# PASSAGE TO READ
The SST25VF080B devices significantly improve performance
and reliability, while lowering power consumption.
The devices write (Program or Erase) with a single power
supply of 2.7-3.6V for SST25VF080B. The total energy
consumed is a function of the applied voltage, current, and
time of application. Since for any given voltage range, the
SuperFlash technology uses less current to program and
has a shorter erase time, the total energy consumed during
any Erase or Program operation is less than alternative
flash memory technologies.
The SST25VF080B device is offered in both 8-lead SOIC
(200 mils) and 8-contact WSON (6mm x 5mm) packages.
See Figure 1 for pin assignments.

[Image: SST_A.jpg]

[Image: SST_B.jpg]

MEMORY ORGANIZATION
The SST25VF080B SuperFlash memory array is organized
in uniform 4 KByte erasable sectors with 32 KByte
overlay blocks and 64 KByte overlay erasable blocks.

# EXERCISE TASKS
1. According to the SST25VF080B excerpt, in which two packages is the device offered?
2. Print the portion of the SST25VF080B excerpt that opens with the words containing "[Image: SST_B.jpg]" and closes with "overlay erasable blocks.".

Dataset items
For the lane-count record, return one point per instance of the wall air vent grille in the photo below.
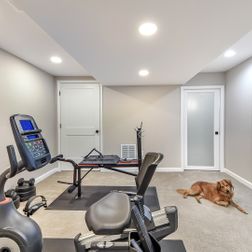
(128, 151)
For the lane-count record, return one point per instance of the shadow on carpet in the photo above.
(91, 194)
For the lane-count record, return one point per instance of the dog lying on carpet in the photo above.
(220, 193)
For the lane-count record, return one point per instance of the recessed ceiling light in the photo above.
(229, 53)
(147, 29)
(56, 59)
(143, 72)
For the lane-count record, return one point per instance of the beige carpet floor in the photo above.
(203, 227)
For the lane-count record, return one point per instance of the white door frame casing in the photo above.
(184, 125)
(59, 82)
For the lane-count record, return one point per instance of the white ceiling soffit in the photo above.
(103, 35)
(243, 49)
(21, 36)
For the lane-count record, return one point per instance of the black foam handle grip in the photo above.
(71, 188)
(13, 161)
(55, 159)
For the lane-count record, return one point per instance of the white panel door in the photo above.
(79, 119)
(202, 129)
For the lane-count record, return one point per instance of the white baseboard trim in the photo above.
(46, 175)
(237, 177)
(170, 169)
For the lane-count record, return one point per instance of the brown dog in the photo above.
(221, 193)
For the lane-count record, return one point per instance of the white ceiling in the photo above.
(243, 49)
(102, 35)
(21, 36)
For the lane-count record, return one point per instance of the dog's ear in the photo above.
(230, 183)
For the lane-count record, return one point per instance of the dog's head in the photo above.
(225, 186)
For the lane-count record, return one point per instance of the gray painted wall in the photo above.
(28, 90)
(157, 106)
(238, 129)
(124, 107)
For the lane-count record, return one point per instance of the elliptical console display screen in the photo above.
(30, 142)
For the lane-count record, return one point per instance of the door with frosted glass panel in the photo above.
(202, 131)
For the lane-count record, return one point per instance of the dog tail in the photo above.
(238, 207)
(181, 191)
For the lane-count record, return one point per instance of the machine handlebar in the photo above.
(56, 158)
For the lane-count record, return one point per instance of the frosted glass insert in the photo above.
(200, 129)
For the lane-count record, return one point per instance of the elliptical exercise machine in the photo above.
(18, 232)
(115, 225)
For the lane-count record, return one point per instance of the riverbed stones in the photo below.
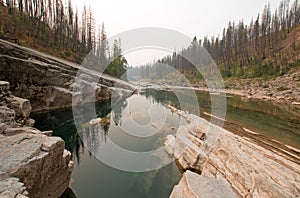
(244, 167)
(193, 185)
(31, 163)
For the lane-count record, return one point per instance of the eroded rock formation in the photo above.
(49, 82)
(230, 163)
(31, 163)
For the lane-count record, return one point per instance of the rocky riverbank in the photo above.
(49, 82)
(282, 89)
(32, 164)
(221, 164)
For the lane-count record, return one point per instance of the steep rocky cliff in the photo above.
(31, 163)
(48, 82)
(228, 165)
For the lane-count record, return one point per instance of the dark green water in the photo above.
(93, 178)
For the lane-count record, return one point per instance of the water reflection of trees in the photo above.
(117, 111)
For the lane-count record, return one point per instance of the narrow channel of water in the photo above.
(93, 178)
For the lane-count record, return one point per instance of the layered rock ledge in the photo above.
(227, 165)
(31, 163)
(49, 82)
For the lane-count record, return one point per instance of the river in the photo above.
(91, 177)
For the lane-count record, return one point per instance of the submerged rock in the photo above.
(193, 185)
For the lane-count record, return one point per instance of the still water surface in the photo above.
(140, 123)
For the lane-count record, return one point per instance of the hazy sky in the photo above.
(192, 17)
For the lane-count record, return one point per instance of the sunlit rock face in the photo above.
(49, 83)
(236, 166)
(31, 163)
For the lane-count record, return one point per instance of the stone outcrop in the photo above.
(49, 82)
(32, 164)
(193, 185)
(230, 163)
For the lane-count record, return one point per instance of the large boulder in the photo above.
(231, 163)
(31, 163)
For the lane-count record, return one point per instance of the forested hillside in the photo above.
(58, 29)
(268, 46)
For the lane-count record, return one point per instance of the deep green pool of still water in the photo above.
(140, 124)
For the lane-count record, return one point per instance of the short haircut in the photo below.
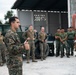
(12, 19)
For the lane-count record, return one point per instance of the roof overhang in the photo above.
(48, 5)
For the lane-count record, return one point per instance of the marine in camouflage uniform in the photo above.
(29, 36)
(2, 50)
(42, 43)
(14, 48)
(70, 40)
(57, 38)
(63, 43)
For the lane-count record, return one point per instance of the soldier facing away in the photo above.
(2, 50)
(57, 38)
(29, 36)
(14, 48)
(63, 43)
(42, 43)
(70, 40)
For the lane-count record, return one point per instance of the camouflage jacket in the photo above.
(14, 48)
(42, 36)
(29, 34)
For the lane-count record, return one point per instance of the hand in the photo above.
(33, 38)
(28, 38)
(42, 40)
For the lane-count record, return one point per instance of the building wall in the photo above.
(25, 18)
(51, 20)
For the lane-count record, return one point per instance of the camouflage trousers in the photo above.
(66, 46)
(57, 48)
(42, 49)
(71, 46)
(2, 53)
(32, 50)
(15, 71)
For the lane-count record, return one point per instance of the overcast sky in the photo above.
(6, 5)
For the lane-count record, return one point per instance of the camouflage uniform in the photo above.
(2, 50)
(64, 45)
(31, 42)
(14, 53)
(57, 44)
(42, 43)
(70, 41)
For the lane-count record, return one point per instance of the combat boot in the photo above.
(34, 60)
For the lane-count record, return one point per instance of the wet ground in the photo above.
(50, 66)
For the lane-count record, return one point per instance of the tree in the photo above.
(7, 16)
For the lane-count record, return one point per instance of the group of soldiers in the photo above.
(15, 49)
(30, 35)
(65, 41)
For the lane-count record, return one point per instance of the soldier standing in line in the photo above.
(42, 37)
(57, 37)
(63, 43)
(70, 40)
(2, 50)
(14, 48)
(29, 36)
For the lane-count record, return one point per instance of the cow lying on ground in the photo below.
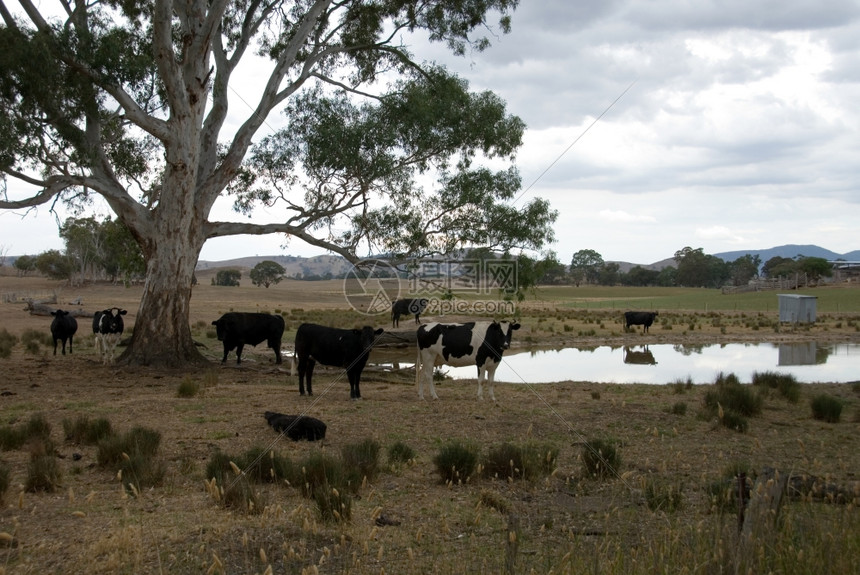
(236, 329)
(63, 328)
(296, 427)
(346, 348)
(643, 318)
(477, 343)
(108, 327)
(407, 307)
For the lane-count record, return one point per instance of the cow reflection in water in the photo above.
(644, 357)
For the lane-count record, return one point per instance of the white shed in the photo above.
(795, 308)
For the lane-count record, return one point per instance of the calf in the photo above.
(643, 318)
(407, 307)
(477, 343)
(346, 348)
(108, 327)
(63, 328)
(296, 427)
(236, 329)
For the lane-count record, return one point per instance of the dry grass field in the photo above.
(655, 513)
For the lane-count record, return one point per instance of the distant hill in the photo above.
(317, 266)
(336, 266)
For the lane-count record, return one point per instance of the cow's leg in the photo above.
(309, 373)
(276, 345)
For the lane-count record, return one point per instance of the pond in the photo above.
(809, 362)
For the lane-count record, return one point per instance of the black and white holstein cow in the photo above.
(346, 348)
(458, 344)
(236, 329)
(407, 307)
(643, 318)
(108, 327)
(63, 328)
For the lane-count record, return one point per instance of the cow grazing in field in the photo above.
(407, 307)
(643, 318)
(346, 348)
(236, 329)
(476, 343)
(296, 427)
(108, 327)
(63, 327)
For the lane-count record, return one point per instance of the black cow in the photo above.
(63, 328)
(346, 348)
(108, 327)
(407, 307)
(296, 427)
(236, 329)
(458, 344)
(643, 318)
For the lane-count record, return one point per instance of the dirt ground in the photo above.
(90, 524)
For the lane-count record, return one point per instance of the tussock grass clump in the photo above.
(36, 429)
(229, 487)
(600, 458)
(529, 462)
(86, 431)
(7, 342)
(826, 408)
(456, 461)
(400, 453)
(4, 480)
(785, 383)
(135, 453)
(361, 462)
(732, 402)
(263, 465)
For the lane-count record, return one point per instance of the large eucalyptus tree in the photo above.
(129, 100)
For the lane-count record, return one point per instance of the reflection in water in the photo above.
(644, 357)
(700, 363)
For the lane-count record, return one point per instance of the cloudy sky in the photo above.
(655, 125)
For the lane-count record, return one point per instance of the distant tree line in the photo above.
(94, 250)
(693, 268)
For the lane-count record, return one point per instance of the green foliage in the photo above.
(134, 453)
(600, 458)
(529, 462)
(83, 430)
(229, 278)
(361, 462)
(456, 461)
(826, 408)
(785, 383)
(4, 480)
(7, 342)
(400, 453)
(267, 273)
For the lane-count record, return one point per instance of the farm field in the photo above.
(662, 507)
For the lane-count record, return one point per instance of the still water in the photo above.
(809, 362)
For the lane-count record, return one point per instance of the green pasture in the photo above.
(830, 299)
==
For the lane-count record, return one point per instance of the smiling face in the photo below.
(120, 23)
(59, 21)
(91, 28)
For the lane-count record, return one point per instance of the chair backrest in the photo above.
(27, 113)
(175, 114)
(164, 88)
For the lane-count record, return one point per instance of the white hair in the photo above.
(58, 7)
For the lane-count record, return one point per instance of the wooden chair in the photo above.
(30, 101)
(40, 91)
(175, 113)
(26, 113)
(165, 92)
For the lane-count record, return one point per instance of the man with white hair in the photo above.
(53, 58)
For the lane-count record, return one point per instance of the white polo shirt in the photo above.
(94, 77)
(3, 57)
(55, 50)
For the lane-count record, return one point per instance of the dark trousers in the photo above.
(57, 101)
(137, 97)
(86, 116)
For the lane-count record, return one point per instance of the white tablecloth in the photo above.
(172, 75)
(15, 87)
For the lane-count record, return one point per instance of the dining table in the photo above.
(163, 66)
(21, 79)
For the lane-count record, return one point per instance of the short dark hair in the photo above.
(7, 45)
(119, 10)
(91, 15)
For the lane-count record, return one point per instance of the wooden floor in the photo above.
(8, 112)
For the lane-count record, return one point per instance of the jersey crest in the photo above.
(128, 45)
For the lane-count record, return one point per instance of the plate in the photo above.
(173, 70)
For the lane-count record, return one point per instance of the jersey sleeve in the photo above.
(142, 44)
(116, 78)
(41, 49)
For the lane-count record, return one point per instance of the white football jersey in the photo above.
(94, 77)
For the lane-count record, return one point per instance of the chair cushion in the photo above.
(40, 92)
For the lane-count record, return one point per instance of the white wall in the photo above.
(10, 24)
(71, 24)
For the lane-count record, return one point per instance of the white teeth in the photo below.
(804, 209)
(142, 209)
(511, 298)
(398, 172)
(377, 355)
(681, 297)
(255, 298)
==
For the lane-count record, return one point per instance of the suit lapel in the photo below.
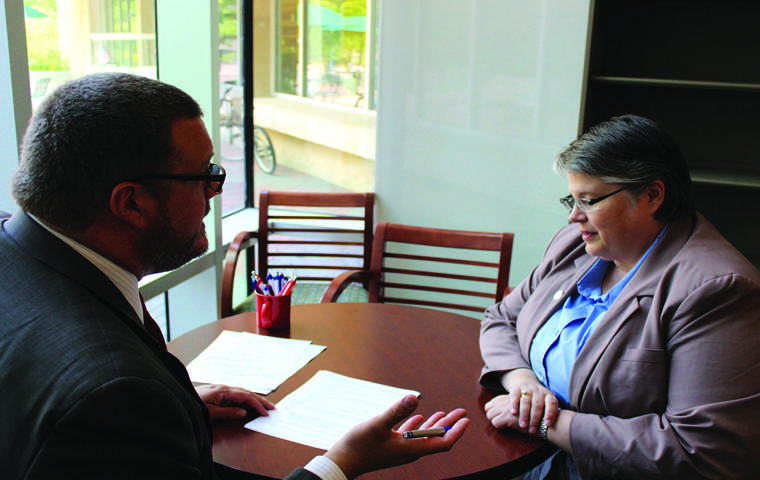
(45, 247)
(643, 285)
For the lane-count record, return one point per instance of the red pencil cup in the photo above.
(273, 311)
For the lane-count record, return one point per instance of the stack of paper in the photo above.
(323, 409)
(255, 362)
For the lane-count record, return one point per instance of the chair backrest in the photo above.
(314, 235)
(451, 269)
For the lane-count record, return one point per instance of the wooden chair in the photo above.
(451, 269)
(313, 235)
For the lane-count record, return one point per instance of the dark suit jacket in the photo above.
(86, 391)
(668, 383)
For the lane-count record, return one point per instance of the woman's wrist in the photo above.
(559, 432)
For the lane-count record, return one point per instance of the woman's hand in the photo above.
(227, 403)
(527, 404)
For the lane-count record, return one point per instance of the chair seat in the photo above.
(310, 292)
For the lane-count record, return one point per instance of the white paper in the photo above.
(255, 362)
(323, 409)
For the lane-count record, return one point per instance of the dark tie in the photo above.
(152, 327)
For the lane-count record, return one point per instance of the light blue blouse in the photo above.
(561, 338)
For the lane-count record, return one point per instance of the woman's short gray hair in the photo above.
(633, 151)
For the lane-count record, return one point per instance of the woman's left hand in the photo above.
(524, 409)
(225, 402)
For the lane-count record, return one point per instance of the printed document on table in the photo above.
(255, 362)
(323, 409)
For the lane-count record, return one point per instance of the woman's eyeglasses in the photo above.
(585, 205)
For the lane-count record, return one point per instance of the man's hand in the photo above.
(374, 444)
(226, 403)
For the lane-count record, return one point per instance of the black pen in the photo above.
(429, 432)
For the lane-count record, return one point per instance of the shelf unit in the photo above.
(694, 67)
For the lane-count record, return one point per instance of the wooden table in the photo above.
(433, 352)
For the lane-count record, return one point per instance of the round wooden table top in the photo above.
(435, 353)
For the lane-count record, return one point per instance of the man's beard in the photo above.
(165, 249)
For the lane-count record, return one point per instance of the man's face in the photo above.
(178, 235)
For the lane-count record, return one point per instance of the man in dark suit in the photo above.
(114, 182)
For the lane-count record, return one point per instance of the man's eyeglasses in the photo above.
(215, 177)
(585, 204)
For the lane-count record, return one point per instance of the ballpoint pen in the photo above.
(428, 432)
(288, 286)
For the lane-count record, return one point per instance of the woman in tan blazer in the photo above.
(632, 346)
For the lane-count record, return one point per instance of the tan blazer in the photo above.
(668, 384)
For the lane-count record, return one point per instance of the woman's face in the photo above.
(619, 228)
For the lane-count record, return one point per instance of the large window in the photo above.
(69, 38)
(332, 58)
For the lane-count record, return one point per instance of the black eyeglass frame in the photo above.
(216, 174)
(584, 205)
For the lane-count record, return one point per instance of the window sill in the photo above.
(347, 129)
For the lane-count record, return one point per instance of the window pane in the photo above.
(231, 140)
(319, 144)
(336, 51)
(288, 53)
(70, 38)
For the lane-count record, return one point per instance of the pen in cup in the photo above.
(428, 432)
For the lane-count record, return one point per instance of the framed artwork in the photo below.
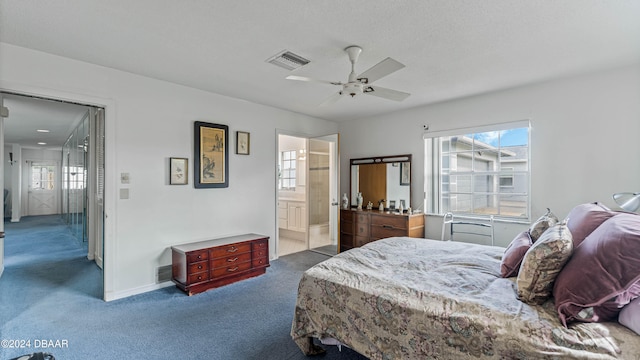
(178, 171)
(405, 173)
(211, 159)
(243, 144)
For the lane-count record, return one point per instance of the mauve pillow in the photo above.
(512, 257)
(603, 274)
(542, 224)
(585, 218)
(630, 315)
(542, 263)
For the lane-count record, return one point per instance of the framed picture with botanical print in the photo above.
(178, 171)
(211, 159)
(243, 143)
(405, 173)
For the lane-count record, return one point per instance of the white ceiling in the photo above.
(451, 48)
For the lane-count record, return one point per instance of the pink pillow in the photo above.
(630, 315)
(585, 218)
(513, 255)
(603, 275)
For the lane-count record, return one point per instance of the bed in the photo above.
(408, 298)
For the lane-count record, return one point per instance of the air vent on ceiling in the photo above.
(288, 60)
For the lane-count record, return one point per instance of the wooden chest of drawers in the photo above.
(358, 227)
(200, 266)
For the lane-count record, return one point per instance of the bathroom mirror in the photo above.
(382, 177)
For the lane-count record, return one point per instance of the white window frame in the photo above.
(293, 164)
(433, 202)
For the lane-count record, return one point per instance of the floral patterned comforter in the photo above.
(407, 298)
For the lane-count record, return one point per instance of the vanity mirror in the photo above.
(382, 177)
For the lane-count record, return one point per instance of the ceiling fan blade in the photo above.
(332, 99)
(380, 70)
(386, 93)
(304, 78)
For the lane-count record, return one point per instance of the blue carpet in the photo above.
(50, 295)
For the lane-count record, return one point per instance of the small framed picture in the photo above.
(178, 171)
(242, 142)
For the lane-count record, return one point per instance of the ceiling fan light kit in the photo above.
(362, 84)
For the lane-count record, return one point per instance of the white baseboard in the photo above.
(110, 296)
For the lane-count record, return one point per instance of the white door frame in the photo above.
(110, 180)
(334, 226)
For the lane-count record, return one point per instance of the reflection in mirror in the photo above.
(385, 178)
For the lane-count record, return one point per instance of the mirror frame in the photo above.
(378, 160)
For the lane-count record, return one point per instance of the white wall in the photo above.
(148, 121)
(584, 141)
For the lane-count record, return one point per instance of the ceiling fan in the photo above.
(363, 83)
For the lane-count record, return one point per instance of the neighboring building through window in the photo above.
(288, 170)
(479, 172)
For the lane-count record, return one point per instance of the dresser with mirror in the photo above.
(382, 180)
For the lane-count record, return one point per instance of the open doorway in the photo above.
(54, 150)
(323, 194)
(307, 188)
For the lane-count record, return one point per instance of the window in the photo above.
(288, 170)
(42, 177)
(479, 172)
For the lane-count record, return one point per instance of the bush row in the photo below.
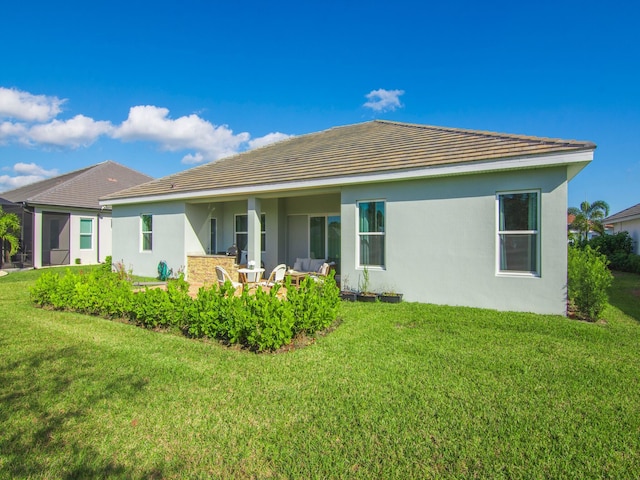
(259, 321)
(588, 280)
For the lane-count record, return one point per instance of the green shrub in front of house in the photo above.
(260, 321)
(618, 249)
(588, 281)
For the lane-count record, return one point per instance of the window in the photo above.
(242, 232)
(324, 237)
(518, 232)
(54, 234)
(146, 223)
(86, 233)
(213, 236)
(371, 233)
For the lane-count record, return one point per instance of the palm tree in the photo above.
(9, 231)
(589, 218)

# ANSWERS BELOW
1. An 8-lead SOIC (200 mils) package and an 8-contact WSON (6mm x 5mm) package.

2.
[Image: SST_B.jpg]

MEMORY ORGANIZATION
The SST25VF080B SuperFlash memory array is organized
in uniform 4 KByte erasable sectors with 32 KByte
overlay blocks and 64 KByte overlay erasable blocks.